-- Begin SUPPLIED RECORDS --
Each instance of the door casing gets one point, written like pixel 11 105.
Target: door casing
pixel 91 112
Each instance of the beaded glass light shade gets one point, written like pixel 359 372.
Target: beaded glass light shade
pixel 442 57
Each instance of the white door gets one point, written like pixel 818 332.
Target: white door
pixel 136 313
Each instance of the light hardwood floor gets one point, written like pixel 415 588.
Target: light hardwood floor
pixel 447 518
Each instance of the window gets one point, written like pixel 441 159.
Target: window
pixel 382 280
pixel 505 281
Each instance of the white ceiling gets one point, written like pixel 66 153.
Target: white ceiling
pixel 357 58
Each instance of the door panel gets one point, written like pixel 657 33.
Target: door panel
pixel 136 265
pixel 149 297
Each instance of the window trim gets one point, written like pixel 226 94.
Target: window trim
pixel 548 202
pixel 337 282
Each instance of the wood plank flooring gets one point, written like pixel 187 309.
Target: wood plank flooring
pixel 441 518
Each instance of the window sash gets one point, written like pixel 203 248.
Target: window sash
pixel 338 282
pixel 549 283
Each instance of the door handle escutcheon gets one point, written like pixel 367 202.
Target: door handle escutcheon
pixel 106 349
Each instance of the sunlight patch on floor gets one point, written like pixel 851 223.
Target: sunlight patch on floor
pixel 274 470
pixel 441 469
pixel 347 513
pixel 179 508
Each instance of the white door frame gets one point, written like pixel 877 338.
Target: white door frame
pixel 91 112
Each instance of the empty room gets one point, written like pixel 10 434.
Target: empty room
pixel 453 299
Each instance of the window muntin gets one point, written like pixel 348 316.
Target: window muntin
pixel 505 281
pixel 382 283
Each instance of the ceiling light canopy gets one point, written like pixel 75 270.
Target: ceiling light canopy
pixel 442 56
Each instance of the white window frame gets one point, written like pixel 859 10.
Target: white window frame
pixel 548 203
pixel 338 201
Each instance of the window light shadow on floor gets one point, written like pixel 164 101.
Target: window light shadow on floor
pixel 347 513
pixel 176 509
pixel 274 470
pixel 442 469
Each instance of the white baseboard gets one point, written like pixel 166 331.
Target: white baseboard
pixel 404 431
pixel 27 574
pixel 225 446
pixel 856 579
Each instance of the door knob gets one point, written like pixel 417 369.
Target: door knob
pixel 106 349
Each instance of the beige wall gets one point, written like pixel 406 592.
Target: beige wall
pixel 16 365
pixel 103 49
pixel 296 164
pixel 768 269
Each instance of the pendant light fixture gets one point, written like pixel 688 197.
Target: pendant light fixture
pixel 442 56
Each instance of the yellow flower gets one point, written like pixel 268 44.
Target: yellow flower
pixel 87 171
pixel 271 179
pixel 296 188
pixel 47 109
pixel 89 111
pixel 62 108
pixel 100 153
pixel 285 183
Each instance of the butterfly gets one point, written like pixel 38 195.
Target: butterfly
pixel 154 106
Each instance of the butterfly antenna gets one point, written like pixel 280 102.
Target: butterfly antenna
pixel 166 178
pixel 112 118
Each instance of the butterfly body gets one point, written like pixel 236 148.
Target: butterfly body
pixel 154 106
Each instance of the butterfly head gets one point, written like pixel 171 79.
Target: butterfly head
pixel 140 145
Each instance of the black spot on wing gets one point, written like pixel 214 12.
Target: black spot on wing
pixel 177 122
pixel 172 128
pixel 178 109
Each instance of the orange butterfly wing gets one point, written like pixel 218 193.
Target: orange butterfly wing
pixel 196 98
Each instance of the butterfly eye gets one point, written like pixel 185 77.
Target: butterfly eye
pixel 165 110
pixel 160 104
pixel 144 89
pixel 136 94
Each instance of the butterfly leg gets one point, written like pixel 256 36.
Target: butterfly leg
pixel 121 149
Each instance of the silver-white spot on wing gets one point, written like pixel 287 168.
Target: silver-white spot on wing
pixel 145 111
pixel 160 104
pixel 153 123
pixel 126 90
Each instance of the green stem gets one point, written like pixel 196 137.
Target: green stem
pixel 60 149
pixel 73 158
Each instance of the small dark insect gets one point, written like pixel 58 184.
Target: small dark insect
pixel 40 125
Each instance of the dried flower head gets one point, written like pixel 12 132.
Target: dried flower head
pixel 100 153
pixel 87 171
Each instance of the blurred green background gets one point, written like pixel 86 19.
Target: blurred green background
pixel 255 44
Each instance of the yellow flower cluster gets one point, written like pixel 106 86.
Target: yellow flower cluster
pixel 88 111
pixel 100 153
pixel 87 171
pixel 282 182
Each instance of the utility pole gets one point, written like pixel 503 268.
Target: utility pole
-- End SUPPLIED RECORDS --
- [TASK DIRECTIONS] Render the lines of all the records above as a numbered list, omitting any blank lines.

- [PROBLEM SOLUTION]
1. Each instance of the door casing gets one point, written like pixel 11 105.
2. Target: door casing
3. pixel 91 112
4. Each instance of the beaded glass light shade gets one point, written like pixel 359 372.
5. Target: beaded glass light shade
6. pixel 442 57
7. Each instance of the white door gets one point, written like pixel 818 332.
8. Target: white door
9. pixel 136 313
10. Each instance of the light hardwood floor gets one point, written like pixel 415 588.
11. Target: light hardwood floor
12. pixel 447 518
13. Each instance of the window gets one point, written like pixel 441 159.
14. Target: window
15. pixel 382 280
16. pixel 505 281
17. Each instance of the white ceiling gets one point, written like pixel 66 153.
18. Target: white ceiling
19. pixel 357 58
20. Each instance of the door panel gets one point, written like pixel 657 33.
21. Target: door panel
22. pixel 136 265
23. pixel 149 297
24. Each instance of the window trim gets one point, written like pixel 226 94.
25. Target: window trim
26. pixel 548 202
27. pixel 337 282
28. Each instance of the wood plank flooring gets one point, written like pixel 187 309.
29. Target: wood plank flooring
30. pixel 441 518
31. Each instance of the window sash gets one point, written like pixel 203 248.
32. Target: window sash
33. pixel 338 282
34. pixel 549 283
35. Each instance of the door handle escutcheon gets one point, written like pixel 367 202.
36. Target: door handle escutcheon
37. pixel 106 349
38. Each instance of the sunlight patch on floor gets one point, written like pixel 851 223.
39. Target: sunlight patch on floor
40. pixel 274 470
41. pixel 441 469
42. pixel 347 513
43. pixel 179 508
44. Each instance of the white door frame gets one point, written like pixel 877 338.
45. Target: white door frame
46. pixel 91 112
47. Each instance of the empty room gets one point, written like pixel 10 434.
48. Target: empty room
49. pixel 453 299
50. Each instance of the window muntin gets one point, written like pixel 348 316.
51. Target: window muntin
52. pixel 505 281
53. pixel 382 283
54. Each instance of the ceiling light canopy gets one point, written like pixel 75 270.
55. Target: ceiling light canopy
56. pixel 442 56
57. Each instance of the white window frame gets one point, written like pixel 859 10.
58. Target: white window frame
59. pixel 548 203
60. pixel 338 201
61. Each instance of the window light shadow on floor gets one point, written like pixel 164 101.
62. Target: window light shadow on floor
63. pixel 347 513
64. pixel 176 509
65. pixel 274 470
66. pixel 442 469
67. Each instance of the white baseboard gets one point, written like pixel 166 331.
68. Target: white baseboard
69. pixel 404 431
70. pixel 27 574
71. pixel 225 446
72. pixel 856 579
73. Each instance of the door knob gets one point, written like pixel 417 369.
74. Target: door knob
75. pixel 106 349
76. Each instance of the beige wall gets one point, written like pixel 406 592.
77. Target: beige wall
78. pixel 16 365
79. pixel 103 49
80. pixel 296 164
81. pixel 768 269
82. Each instance of the pendant light fixture gets one point, written like pixel 688 197.
83. Target: pendant light fixture
84. pixel 442 56
85. Each instance of the yellow flower gets one point, written like pixel 268 44.
86. Target: yellow flower
87. pixel 87 171
88. pixel 271 179
89. pixel 296 188
90. pixel 47 109
91. pixel 89 111
92. pixel 62 108
93. pixel 100 153
94. pixel 285 183
95. Each instance of the butterfly gets one point, written like pixel 38 195.
96. Target: butterfly
97. pixel 154 106
98. Each instance of the butterfly antenna gets one point, written like pixel 280 102.
99. Target: butterfly antenna
100. pixel 166 178
101. pixel 112 118
102. Each instance of the butterfly body gets one point, written like pixel 236 148.
103. Target: butterfly body
104. pixel 154 106
105. Each instance of the butterfly head gets one point, written like pixel 171 79.
106. Target: butterfly head
107. pixel 140 145
108. Each instance of the black spot on wing gets one point, written like pixel 214 12.
109. Target: black spot on wing
110. pixel 177 122
111. pixel 172 128
112. pixel 178 109
113. Each instance of the orange butterfly wing gets one point, written like pixel 218 193.
114. Target: orange butterfly wing
115. pixel 196 98
116. Each instance of the butterfly eye gets one point, written like pixel 185 77.
117. Target: butterfly eye
118. pixel 165 110
119. pixel 160 104
120. pixel 144 89
121. pixel 136 94
122. Each instance of the butterfly leg gets one point, written like pixel 256 36.
123. Target: butterfly leg
124. pixel 121 149
125. Each instance of the silver-white spot on wing gets one point, written like pixel 287 168.
126. Target: silver-white spot on wing
127. pixel 145 111
128. pixel 160 104
129. pixel 153 123
130. pixel 126 90
131. Each instance of the green stem gets one point, written like pixel 196 137.
132. Target: green stem
133. pixel 60 149
134. pixel 73 158
135. Each instance of the small dark insect gets one point, written like pixel 58 184.
136. Target: small dark insect
137. pixel 40 125
138. Each instance of the dried flower head gets one point, written like pixel 12 132.
139. Target: dried flower head
140. pixel 100 153
141. pixel 87 171
142. Each instance of the blurred green background gets one point, written like pixel 86 19.
143. Target: blurred green background
144. pixel 255 44
145. Each instance of the yellow flower cluster gets one point, written like pixel 106 86.
146. Target: yellow flower cluster
147. pixel 88 111
148. pixel 100 153
149. pixel 87 171
150. pixel 282 182
151. Each instance of the utility pole gets one point, written like pixel 503 268.
152. Target: utility pole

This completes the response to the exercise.